**Text provided**
-*-*-

Select Page

By Kristy Siegfried @klsiegfried   |  18 October, 2018


EU leaders urged to tackle Mediterranean deaths. As EU leaders prepare to once again debate the issue of asylum and migration in Brussels today, discussions are expected to focus on boosting cooperation with countries of origin and transit in North Africa, stepping up the fight against smugglers and reforms of the Common European Asylum System. Ahead of the talks, the UN’s refugee and migration agencies warned that a “dangerously toxic ” political discourse about refugees and migrants is stoking unnecessary fears and making it harder for European countries to work together to address this year’s record rate of drownings in the Mediterranean. “The current tenor of the political debate – painting a picture of Europe under siege – is not only unhelpful but completely out of touch with reality,” said UN High Commissioner for Refugees Filippo Grandi. “Arrival numbers are falling but the rate at which people are losing their lives is on the rise.” UNHCR and IOM urged European leaders to focus today’s discussions on practical solutions for sharing responsibilities for search-and-rescue and disembarkation between member states.

Hundreds at risk of starvation in Syrian border camp. Activists say that 15 people have died in the past two weeks since smuggling routes into Rukban camp on the border between Syria and Jordan have been restricted. Some 50,000 people, most of them women and children, live in the isolated settlement where they have been relying on food smuggled into the camp from other parts of Syria since being cut off from aid deliveries in January. UNHCR spokesperson Rula Amin told the Independent that “there is real hunger and severe malnutrition” at the camp. She added that with the harsh desert winter approaching, conditions are expected to worsen. The UN announced yesterday that it has been given the greenlight by Damascus to enter the camp. Preparations are underway for the first aid convoy in nine months to reach Rukban in the next few days.


UNHCR evacuates vulnerable refugees as clashes erupt in Tripoli. Amidst renewed clashes between rival militias in Tripoli, UNHCR staff managed to evacuate 135 people out of Libya to Niger on Tuesday night. Many had been held in detention centres for months and were suffering from malnutrition and poor health. Another 85 refugees departed for Romania where they will spend a few days in a transit facility before continuing to Norway for resettlement. The evacuations were the first since June, amidst concerns that arrivals to Niger were outpacing offers of resettlement by third countries. In a statement today, UNHCR implored resettlement countries to speed up their procedures and offer more places so more evacuations can be carried out.

Following in the footsteps of Venezuelans trekking through South America. The most desperate of the nearly two million Venezuelans who have fled their country since 2015 cannot afford bus or plane tickets, and so they travel mainly on foot, relying on the kindness of strangers. A team of AP journalists spent nine days following a Venezuelan mother and her daughter as they crossed three borders and trekked nearly 3,500 kilometres to reach Lima, Peru. This second report compiles some of the people, places and dangers they encountered along the way, including frigid mountain passes, public parks turned into makeshift shelters and border crossings full of Venezuelan families.

-*-*-

**Extracted records**
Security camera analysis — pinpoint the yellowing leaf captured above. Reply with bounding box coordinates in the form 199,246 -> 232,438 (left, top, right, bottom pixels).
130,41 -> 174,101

-*-*-

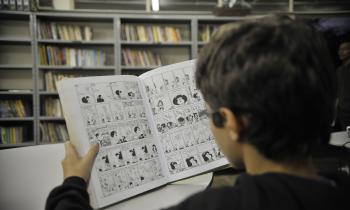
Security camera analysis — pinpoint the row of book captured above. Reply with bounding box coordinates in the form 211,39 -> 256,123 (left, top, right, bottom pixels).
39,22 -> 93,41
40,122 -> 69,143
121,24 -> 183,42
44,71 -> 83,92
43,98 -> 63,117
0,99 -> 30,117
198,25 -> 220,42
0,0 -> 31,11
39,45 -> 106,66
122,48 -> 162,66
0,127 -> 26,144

-*-*-

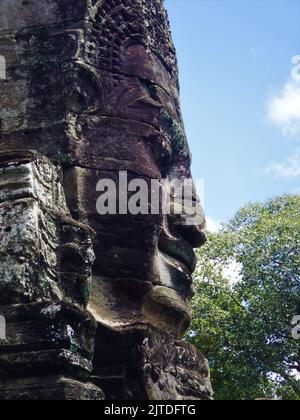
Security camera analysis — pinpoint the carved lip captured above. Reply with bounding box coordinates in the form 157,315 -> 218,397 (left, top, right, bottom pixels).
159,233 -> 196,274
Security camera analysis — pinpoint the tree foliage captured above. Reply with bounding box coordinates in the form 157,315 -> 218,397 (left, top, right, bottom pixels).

-*-*-

**List of tasks**
1) According to the news briefing above, how many people did UNHCR staff evacuate from Libya to Niger on Tuesday night?
2) Give again, word for word, the passage of the news briefing above that opens with the words containing "UNHCR evacuates vulnerable" and closes with "be carried out.".

**Problem solutions**
1) 135 people

2)
UNHCR evacuates vulnerable refugees as clashes erupt in Tripoli. Amidst renewed clashes between rival militias in Tripoli, UNHCR staff managed to evacuate 135 people out of Libya to Niger on Tuesday night. Many had been held in detention centres for months and were suffering from malnutrition and poor health. Another 85 refugees departed for Romania where they will spend a few days in a transit facility before continuing to Norway for resettlement. The evacuations were the first since June, amidst concerns that arrivals to Niger were outpacing offers of resettlement by third countries. In a statement today, UNHCR implored resettlement countries to speed up their procedures and offer more places so more evacuations can be carried out.